- Exercise description:
Turn the rows below into a numbered list, leaving out any blank lines.

- Data listing:
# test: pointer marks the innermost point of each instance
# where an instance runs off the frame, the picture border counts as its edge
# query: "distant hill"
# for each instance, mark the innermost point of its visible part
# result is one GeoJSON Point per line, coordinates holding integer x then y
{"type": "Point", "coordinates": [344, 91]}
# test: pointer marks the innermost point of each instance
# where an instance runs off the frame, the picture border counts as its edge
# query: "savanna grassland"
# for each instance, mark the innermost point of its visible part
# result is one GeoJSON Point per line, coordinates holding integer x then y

- Complete output:
1. # test: pointer marks the innermost point of each instance
2. # where an instance runs off the frame, the picture border counts as its edge
3. # query: "distant hill"
4. # for each instance, mark the innermost point of its visible part
5. # result is one GeoJSON Point per line, coordinates holding integer x then y
6. {"type": "Point", "coordinates": [344, 91]}
7. # test: pointer marks the innermost point of each instance
8. # where an instance runs off the frame, the picture border counts as its edge
9. # query: "savanna grassland"
10. # for each instance, mark the innermost point of its visible part
11. # result is one GeoJSON Point per line, coordinates holding integer x then y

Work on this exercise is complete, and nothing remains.